start PROVIDED ENTRIES
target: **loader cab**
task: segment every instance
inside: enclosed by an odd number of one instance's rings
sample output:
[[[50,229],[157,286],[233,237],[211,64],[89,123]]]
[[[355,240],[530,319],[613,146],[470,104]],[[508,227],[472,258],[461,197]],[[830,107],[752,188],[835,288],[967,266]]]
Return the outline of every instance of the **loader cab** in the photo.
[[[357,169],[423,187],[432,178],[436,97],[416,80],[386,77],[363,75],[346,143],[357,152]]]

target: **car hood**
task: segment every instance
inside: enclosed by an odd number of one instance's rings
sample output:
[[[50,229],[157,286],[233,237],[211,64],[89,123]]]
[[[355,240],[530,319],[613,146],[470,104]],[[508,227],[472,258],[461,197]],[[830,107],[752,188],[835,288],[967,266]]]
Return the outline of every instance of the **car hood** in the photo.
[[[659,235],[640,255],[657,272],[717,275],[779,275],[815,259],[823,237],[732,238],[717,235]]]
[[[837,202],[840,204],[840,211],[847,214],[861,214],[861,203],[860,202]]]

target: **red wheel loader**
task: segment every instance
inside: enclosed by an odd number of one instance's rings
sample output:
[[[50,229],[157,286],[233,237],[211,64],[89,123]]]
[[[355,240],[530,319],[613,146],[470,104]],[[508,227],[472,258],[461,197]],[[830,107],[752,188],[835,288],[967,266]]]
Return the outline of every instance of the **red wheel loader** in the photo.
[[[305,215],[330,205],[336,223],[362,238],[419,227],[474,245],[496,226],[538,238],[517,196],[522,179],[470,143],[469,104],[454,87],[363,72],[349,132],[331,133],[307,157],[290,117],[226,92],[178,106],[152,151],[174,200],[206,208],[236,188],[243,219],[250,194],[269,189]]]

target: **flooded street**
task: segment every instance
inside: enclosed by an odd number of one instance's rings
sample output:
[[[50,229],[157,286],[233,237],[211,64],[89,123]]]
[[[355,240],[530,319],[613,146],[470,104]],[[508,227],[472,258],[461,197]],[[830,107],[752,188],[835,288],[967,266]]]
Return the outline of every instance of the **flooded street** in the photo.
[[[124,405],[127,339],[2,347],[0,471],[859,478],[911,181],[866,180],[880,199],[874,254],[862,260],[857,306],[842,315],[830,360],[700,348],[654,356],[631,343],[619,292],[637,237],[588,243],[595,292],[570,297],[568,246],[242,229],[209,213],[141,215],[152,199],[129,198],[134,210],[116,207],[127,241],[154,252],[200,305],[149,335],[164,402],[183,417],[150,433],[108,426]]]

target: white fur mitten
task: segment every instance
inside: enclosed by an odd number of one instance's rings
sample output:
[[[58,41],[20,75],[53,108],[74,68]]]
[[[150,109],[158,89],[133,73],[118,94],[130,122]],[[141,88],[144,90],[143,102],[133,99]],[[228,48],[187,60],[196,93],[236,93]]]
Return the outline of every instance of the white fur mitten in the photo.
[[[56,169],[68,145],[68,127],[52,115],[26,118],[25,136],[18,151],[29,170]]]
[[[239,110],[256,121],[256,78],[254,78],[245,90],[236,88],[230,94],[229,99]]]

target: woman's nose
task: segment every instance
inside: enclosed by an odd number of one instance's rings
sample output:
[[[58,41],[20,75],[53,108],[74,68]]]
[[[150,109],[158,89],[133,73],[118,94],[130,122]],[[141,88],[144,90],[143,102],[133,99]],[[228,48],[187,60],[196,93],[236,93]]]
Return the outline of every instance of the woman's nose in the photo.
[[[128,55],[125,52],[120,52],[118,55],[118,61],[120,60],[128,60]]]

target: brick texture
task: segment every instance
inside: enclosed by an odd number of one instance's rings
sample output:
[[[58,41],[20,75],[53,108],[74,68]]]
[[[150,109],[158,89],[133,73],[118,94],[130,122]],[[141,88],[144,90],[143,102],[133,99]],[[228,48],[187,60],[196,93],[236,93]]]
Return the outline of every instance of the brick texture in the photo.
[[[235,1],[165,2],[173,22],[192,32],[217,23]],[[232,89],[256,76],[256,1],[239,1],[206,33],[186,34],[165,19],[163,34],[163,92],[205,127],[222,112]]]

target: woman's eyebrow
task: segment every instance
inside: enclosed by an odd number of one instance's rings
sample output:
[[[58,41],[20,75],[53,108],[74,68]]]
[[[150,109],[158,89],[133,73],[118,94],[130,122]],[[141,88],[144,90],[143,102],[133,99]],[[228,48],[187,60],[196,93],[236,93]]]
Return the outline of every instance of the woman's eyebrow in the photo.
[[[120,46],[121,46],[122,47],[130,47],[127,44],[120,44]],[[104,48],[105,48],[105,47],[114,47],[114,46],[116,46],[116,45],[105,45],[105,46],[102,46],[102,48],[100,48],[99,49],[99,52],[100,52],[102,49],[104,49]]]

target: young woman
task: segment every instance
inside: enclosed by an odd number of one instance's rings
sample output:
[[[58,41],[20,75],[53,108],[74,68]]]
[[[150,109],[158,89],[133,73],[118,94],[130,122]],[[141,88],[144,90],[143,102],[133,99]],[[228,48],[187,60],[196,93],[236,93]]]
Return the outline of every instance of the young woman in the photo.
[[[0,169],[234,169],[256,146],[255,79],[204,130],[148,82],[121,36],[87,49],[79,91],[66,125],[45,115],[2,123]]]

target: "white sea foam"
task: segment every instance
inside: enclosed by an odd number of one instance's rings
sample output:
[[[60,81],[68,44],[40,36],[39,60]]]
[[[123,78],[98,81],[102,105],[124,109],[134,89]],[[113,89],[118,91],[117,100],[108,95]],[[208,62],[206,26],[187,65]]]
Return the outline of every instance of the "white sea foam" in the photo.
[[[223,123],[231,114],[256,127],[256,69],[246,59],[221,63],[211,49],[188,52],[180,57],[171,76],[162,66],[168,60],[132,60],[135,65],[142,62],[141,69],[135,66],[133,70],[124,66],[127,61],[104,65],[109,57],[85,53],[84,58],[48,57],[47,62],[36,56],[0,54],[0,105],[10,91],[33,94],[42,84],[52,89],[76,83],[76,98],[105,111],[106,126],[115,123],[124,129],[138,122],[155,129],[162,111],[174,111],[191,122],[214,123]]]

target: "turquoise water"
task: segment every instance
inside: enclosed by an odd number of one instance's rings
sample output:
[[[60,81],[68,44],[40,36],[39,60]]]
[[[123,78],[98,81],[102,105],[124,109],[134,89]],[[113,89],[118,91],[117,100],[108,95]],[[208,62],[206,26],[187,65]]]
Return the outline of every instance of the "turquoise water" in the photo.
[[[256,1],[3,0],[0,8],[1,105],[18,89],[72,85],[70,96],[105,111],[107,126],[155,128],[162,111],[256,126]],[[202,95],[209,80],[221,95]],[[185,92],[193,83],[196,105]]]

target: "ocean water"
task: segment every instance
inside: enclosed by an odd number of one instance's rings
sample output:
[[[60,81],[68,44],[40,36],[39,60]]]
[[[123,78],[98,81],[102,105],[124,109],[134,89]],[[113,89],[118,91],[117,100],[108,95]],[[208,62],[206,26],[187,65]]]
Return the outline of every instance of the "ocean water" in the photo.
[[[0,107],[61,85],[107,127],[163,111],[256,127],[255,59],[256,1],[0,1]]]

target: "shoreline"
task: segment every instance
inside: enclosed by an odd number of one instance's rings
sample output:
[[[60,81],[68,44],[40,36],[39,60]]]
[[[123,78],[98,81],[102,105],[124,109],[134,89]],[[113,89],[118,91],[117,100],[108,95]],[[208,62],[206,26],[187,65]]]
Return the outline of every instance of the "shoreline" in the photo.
end PROVIDED ENTRIES
start PROVIDED ENTRIES
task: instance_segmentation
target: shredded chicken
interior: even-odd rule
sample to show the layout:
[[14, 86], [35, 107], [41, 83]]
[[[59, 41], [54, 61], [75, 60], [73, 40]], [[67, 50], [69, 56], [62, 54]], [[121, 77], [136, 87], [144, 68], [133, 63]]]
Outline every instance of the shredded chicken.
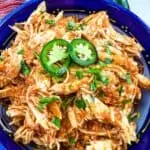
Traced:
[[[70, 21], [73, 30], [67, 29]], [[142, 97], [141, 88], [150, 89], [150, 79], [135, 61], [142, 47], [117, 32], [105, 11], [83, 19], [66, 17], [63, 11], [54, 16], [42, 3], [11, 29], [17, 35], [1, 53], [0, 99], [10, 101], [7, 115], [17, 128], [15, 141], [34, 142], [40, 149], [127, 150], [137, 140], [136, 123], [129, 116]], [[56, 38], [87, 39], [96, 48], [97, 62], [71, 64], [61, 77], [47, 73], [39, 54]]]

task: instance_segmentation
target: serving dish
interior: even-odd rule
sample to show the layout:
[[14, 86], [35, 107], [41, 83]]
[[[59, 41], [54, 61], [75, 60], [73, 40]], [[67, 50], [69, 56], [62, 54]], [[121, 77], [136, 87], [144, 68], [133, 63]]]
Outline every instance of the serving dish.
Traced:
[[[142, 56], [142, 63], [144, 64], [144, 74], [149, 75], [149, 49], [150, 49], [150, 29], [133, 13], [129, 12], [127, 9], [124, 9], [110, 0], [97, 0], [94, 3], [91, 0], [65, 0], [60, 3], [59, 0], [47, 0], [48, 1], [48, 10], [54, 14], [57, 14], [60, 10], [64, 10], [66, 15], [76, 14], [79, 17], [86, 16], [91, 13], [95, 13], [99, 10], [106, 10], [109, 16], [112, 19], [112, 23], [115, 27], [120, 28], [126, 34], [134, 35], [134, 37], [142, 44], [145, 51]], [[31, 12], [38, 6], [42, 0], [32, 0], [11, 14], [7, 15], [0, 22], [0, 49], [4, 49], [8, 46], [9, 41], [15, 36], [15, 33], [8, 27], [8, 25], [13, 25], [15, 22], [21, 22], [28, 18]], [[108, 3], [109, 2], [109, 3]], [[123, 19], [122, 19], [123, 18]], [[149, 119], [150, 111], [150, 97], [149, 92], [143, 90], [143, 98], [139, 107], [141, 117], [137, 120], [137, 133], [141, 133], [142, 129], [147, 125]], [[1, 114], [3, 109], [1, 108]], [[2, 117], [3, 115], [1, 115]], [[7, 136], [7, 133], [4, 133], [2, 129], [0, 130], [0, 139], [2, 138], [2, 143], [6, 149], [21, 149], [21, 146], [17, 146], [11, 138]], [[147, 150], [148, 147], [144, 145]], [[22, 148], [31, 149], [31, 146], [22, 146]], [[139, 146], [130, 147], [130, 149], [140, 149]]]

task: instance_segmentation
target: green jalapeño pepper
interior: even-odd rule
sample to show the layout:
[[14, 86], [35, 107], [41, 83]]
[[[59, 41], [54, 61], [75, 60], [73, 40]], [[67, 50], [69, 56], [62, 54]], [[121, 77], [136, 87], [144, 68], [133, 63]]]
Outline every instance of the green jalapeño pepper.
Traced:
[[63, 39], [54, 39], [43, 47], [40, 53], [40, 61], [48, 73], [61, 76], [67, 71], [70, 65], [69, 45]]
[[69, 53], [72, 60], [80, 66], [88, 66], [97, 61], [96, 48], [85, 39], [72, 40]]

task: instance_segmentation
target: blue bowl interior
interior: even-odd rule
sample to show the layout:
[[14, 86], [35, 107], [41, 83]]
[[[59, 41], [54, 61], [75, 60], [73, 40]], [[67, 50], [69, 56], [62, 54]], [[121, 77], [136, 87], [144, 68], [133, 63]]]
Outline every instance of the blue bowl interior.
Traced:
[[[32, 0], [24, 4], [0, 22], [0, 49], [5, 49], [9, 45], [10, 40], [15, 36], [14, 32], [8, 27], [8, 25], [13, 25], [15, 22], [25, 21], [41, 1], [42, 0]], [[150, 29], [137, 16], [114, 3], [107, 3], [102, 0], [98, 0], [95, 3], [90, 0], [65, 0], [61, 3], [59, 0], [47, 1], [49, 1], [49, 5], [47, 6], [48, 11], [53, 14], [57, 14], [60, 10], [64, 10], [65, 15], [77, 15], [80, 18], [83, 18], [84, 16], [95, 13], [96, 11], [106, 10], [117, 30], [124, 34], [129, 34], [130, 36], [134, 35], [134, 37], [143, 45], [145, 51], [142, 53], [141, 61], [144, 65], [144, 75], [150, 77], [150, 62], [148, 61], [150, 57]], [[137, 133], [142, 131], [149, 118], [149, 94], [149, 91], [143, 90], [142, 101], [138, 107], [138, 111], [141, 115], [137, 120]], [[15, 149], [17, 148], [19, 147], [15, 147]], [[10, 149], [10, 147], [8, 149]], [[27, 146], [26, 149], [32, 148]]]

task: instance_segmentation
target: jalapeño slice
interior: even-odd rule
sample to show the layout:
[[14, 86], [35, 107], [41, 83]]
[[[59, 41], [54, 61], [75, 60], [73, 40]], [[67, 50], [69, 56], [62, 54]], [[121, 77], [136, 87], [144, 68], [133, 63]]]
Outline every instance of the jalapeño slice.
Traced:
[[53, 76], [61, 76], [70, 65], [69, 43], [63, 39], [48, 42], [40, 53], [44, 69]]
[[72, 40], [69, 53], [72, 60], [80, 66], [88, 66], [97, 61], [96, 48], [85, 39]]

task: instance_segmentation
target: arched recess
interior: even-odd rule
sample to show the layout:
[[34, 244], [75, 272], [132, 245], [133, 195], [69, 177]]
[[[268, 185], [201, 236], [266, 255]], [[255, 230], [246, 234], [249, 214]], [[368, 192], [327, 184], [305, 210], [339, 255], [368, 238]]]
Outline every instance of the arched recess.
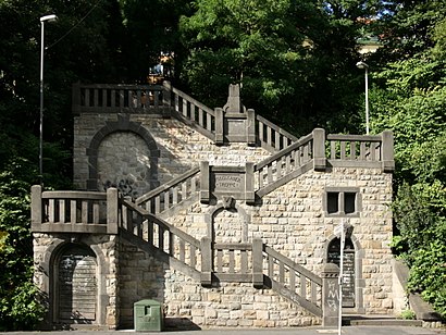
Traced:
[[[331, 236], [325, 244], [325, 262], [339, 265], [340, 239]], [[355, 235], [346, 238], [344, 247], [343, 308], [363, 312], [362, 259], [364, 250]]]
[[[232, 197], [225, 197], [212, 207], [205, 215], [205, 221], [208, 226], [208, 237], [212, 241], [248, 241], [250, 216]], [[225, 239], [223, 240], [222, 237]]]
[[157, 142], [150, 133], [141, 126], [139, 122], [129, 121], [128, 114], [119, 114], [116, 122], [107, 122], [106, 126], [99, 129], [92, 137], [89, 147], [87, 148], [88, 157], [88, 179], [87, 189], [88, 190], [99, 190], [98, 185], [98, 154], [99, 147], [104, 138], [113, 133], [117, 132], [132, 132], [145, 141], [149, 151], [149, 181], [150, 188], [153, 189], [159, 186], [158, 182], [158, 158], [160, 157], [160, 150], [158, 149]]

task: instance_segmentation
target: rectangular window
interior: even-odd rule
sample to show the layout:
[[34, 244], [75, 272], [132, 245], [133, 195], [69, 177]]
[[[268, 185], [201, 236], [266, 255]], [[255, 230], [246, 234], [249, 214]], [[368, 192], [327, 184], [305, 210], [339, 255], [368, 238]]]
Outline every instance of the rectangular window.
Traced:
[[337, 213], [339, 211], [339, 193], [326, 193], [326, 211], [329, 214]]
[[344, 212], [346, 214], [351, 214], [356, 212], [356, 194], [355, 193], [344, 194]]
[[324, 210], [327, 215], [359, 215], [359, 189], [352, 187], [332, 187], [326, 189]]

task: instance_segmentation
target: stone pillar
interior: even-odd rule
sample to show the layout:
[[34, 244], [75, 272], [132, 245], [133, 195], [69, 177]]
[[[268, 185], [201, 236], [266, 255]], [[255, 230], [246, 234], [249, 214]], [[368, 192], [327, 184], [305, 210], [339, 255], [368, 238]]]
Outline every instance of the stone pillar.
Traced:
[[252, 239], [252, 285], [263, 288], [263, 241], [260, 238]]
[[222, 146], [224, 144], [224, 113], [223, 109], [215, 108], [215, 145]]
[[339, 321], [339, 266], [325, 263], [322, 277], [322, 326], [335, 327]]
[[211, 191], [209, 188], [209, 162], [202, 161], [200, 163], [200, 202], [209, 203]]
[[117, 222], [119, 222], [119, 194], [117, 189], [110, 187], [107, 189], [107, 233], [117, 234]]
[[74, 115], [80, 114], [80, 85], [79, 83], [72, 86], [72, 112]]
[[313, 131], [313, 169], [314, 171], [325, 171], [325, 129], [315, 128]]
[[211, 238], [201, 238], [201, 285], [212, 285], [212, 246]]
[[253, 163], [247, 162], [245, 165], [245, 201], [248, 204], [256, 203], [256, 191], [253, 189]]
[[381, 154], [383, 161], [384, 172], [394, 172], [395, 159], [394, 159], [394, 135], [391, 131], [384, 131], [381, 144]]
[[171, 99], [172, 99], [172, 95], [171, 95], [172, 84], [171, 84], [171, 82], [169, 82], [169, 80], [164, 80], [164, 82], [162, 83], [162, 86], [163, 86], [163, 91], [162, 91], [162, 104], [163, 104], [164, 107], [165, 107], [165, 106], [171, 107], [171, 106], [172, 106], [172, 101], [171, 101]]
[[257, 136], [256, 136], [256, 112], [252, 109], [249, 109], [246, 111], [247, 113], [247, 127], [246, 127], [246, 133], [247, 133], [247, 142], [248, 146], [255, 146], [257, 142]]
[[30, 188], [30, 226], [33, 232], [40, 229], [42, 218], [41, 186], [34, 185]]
end PROVIDED ENTRIES
start PROVIDED ENTRIES
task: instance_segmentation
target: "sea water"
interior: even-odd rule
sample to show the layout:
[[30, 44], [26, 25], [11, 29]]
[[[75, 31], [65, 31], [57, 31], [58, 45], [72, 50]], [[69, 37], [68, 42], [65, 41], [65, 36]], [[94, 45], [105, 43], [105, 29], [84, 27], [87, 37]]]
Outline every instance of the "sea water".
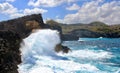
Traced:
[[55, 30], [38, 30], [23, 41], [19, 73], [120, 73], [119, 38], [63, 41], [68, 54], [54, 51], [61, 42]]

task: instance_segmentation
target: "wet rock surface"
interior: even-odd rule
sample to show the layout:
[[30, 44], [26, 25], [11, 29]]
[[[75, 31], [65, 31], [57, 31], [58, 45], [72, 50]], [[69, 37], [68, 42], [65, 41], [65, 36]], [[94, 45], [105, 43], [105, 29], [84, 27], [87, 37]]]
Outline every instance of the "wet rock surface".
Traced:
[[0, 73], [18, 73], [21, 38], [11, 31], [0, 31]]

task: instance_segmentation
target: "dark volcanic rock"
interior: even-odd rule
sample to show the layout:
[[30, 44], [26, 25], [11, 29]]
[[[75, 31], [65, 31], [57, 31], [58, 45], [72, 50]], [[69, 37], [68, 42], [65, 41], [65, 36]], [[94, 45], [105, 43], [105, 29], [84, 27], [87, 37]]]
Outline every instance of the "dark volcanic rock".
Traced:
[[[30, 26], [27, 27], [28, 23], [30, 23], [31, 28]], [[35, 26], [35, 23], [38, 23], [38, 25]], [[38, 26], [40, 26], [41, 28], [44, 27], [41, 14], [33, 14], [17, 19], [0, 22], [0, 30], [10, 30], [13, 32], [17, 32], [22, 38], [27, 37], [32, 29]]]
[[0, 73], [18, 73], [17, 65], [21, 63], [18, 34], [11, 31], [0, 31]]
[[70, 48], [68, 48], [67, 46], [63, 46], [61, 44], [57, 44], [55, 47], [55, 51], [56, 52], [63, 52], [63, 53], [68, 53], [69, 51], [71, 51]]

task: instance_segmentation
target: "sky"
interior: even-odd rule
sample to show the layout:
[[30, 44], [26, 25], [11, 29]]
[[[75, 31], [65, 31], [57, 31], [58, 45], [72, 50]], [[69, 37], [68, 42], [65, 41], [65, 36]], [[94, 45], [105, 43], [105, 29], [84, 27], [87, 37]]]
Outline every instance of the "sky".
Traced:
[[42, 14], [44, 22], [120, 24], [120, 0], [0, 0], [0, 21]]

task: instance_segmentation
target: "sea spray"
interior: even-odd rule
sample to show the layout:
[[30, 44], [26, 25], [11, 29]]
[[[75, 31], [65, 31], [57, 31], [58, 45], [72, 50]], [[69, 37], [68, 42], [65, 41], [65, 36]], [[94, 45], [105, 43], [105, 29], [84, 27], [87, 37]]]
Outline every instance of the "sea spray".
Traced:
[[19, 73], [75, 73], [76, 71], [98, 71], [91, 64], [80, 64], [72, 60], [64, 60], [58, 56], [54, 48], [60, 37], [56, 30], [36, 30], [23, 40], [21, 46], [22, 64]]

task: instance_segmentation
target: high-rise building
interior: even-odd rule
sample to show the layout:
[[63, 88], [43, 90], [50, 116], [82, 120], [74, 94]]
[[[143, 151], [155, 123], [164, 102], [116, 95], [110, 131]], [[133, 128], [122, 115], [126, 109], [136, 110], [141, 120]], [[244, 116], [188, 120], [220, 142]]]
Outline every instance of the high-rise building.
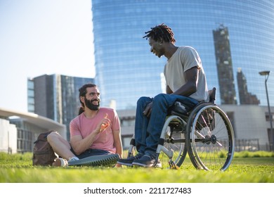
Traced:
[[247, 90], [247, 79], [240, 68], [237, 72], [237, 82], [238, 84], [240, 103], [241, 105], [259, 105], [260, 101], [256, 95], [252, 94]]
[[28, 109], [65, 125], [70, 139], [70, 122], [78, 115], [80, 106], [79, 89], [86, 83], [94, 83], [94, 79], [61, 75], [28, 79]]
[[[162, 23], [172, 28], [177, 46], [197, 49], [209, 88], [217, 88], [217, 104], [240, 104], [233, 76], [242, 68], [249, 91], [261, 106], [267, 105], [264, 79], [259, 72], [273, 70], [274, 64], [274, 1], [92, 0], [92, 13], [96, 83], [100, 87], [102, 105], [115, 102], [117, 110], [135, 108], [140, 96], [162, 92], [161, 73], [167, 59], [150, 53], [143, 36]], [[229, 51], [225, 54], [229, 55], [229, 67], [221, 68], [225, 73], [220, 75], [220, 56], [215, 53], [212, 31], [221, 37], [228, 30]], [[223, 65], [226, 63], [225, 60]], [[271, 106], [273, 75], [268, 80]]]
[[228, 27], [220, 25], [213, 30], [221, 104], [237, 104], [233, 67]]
end PROVIDED ENTRIES
**SHORT PROBLEM:**
Show each line of the rows above that contains the word "jalapeño".

**FINAL RESULT:**
target: green jalapeño pepper
Outline every instance of the green jalapeño pepper.
target: jalapeño slice
Outline every instance of the jalapeño slice.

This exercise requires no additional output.